Data listing:
+++
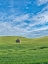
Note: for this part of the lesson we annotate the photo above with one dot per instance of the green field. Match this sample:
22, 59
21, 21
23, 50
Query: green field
29, 51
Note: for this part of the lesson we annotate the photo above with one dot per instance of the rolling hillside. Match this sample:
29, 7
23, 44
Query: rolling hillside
29, 51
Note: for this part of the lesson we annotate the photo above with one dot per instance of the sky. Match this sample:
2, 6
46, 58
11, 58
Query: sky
27, 18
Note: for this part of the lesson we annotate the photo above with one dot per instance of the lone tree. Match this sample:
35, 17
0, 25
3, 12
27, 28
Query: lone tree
18, 41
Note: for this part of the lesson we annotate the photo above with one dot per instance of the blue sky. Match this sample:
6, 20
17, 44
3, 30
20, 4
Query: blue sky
28, 18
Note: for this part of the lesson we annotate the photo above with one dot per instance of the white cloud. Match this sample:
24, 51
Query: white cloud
16, 25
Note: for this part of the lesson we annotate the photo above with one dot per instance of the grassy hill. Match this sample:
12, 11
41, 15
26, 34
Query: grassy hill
29, 51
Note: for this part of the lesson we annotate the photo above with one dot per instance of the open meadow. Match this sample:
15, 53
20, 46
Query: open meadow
29, 51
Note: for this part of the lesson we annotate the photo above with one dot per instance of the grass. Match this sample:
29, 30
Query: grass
29, 51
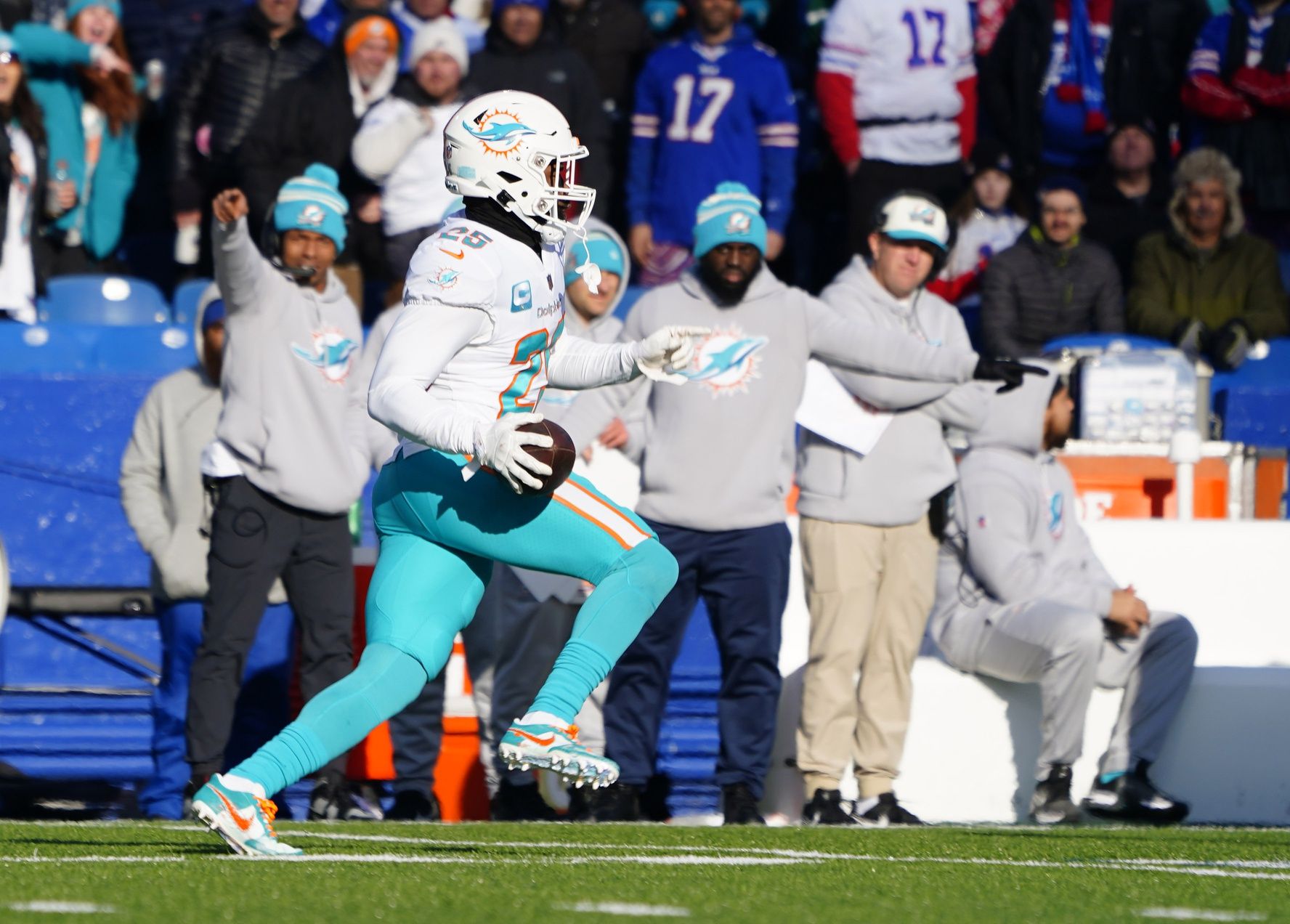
+++
### Exercise
Reproduce every line above verbatim, omitting the pictures from your answer.

### Result for this task
Note: for this part of the lesson we annotate the photo above with one dot per instance of the green field. Match this sample:
22, 59
21, 21
23, 50
Query: green field
29, 51
Note: for this part of the lesson we annotate the photo above with one dot per instance of the rolling hillside. Match this sample:
29, 7
23, 44
Query: rolling hillside
29, 51
Note: for this part of the lesson we annotate the photo above with one dot per instance of the sky. Match this sample:
2, 6
46, 58
11, 58
Query: sky
27, 18
Note: for this part of the lesson we annotate the photo above with one dot per instance of the lone tree. Match this sample:
35, 17
0, 25
3, 12
27, 28
Query: lone tree
18, 41
Note: for this part of the lesson we annotate the photo above with one dot per instance of the blue sky. Match this sample:
6, 20
17, 44
3, 30
20, 4
Query: blue sky
28, 18
Note: for this part of the lesson we annotate the photo above with one dot per instance of the white cloud. Match this sample:
24, 51
Query: white cloud
16, 25
Note: for this part of the lesson we annotate the photo above with one dot per instance of the grassy hill. Match this sample:
12, 11
41, 15
26, 34
Query: grassy hill
29, 51
Note: for this part of the lesson we annotate the photo above with one dot per instance of the open meadow. Match this sample:
15, 53
20, 46
Query: open meadow
29, 51
Note: for this part of the lesson we annotate the photo above with one dot per instance of the grass. Match this sample:
29, 30
Query: grass
29, 51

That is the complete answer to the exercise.